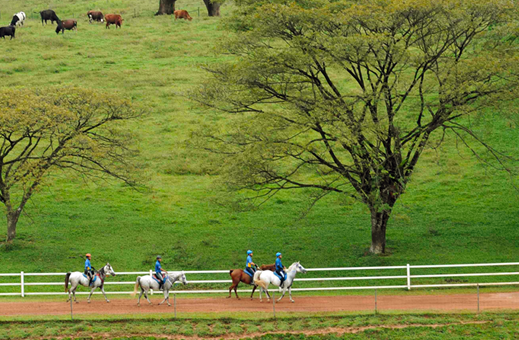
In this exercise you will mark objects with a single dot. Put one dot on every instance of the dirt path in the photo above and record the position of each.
(456, 302)
(339, 331)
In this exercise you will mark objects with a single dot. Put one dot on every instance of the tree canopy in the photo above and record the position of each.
(344, 96)
(61, 129)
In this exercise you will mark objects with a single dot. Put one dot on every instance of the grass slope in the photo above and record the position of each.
(454, 211)
(457, 326)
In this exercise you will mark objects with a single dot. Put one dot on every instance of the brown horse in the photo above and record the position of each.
(239, 275)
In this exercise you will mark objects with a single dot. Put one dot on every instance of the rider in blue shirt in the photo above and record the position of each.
(89, 270)
(249, 265)
(280, 269)
(158, 272)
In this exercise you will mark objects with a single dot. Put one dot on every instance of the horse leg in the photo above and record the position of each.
(104, 294)
(139, 301)
(231, 288)
(282, 295)
(165, 294)
(91, 292)
(146, 296)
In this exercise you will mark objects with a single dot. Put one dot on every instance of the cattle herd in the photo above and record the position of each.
(71, 24)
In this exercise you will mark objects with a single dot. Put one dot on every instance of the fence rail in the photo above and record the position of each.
(407, 279)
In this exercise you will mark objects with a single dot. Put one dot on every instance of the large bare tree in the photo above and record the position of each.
(344, 96)
(63, 129)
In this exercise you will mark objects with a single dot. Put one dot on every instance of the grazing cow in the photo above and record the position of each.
(182, 14)
(66, 25)
(113, 19)
(48, 14)
(95, 16)
(18, 19)
(7, 30)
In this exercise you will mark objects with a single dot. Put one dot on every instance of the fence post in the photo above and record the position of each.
(71, 316)
(408, 277)
(274, 304)
(375, 301)
(478, 298)
(151, 276)
(22, 284)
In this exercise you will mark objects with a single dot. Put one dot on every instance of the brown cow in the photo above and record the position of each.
(114, 19)
(69, 24)
(95, 16)
(182, 14)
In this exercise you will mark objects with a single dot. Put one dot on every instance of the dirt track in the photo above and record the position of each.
(457, 302)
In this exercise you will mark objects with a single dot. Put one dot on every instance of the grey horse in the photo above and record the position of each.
(147, 282)
(77, 278)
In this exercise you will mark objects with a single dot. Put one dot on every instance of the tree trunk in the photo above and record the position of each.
(378, 231)
(166, 7)
(213, 8)
(12, 221)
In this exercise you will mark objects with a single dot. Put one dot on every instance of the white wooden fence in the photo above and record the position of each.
(407, 278)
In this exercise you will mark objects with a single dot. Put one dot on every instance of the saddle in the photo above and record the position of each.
(154, 277)
(279, 276)
(93, 279)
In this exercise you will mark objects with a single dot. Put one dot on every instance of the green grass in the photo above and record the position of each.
(404, 326)
(455, 209)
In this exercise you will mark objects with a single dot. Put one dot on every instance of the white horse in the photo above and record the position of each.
(18, 19)
(77, 278)
(147, 282)
(264, 278)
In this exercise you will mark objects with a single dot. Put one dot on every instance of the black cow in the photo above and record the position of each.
(7, 30)
(66, 25)
(48, 14)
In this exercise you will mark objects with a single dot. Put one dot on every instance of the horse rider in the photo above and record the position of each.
(158, 272)
(280, 270)
(89, 270)
(250, 267)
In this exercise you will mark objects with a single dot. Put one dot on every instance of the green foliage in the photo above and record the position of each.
(345, 96)
(430, 326)
(63, 129)
(153, 60)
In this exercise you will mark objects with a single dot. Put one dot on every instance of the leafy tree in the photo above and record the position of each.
(42, 132)
(213, 7)
(344, 96)
(166, 7)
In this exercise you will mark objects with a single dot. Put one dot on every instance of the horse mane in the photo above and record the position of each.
(291, 266)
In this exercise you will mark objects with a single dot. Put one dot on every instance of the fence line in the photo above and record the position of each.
(408, 279)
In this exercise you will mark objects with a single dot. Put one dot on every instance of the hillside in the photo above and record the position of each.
(456, 210)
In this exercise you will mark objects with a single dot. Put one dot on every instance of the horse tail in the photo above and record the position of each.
(258, 281)
(137, 284)
(66, 281)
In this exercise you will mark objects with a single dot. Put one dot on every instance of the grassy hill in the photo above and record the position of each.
(456, 210)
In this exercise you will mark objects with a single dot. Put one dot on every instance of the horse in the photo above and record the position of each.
(239, 275)
(264, 278)
(147, 282)
(77, 278)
──────
*Problem description*: Write every line of the data out again exactly, leaving out all images.

*Solution for this exercise*:
In this exercise you will mark objects with a single dot. Put one dot on every instance of the dirt path in the photo above and record the position of each.
(456, 302)
(339, 331)
In this exercise you will mark objects with a single dot. Put one dot on every instance of the tree canopy in the photo above and record the position of each.
(344, 96)
(61, 129)
In this exercise you will mark objects with a single dot. Put one dot on every instance of the grass slope in the photo above and record the position of each.
(454, 211)
(457, 326)
In this exercise you will mark objects with a single dot. Put one dot on every instance of the brown horse in the photo above and record the position of each.
(239, 275)
In this exercise you will mark objects with a single dot. Put one dot on every instance of the rider in blue shirt in the photo above and record the position of each.
(89, 270)
(249, 265)
(280, 269)
(158, 272)
In this exercise you will mark objects with a single dot. Put one dot on every instance of the horse leg in the photo above and record the position of each.
(104, 294)
(139, 301)
(231, 288)
(282, 295)
(165, 294)
(91, 292)
(146, 296)
In this exercise you will mark objects with a single dot. Put one dot on every instance of the cattle herd in the photo above and record the position of each.
(71, 24)
In this exercise you will mark objects with a single dot. Put one dot on every instance of the fence rail in the photo above and record the position of each.
(407, 279)
In this exercise you will mark objects with a single dot. Put one dot on every instance of the large bare tree in the photo above and record the position of each.
(344, 96)
(63, 129)
In this exercise you will mark objects with a single dot. Put one dot on every instance of the grazing cow in the photo above and record the position of each.
(182, 14)
(66, 25)
(113, 19)
(48, 14)
(95, 16)
(18, 19)
(7, 30)
In this exercise you will mark objects with a single dot. Put one dot on every instance of the fence post in the photo above and record the position of each.
(71, 316)
(408, 277)
(274, 304)
(375, 301)
(478, 298)
(151, 276)
(22, 284)
In this exercise you will mark objects with a single dot. Put one dot on every instance of the brown cow in the photo above and record the position of each.
(114, 19)
(69, 24)
(95, 16)
(182, 14)
In this exercise you will mark objects with a single dot. Put one dot on every instance of the dirt track in the photo above and record the position of each.
(457, 302)
In this exercise you will mark objects with a single dot. Put one dot on every instance of the grey horse in the photo above and record the position of each.
(147, 282)
(77, 278)
In this exercise you will mark objects with a single dot. Put one dot on every instance of the tree trunk in the photo above and record the position of each.
(378, 231)
(166, 7)
(213, 8)
(12, 221)
In this exercise you will mark objects with a single dot. Put one dot on every instance of the white wooden fence in the photo above and record the position of each.
(407, 278)
In this exercise you will mark objects with a single dot. Put one dot on every instance of the saddle in the photo above and record the position of each.
(154, 277)
(279, 276)
(93, 279)
In this exercise you will mark objects with a single dot. Put one dot on every instance of the green grass in the photo above and record the position of each.
(404, 326)
(455, 209)
In this exercise you will mark objects with a single dot. Put one dot on every instance of the white horse in the photo above and record the position of each.
(18, 19)
(77, 278)
(147, 282)
(264, 278)
In this exercise you will mark objects with a single dot. Put one dot on every instance of the black cow in the photo above and record the position of each.
(7, 30)
(66, 25)
(48, 14)
In this exercise you will mark objects with a single dot. Put one dot on every instance of the horse rider in the photo above and record the position of each.
(158, 272)
(280, 270)
(89, 270)
(250, 267)
In this exercise you will mark objects with a single dot. Put one dot on every instance of the green foliage in the photo above and record the position of each.
(345, 96)
(430, 326)
(63, 129)
(153, 60)
In this exercise you will mark objects with a single dot. Put one dot on every instance of the leafy tree in the photo above and record the position of each.
(42, 132)
(213, 7)
(344, 96)
(166, 7)
In this exercise you will mark objects with a single dot. Put one dot on every instance of the horse mane in the photo above and record the position of each.
(291, 266)
In this exercise you will mark objects with a single dot. Put one dot on every instance of the fence line in the photo above and record the position of each.
(408, 279)
In this exercise you will mark objects with a single dot. Put one dot on every instance of the hillside in the photo above and record the position of each.
(456, 210)
In this exercise you will mark objects with a single dot. Put one dot on every instance of the horse tail in the photo above and record the position of each.
(258, 281)
(137, 284)
(66, 281)
In this exercise you will mark objects with a single dot. Put one dot on every instance of the grassy hill in the photo above and record the position of each.
(456, 210)
In this exercise you will mark objects with a single dot. Put one dot on every instance of the horse in the photo above and record the position of each.
(239, 275)
(264, 278)
(147, 282)
(77, 278)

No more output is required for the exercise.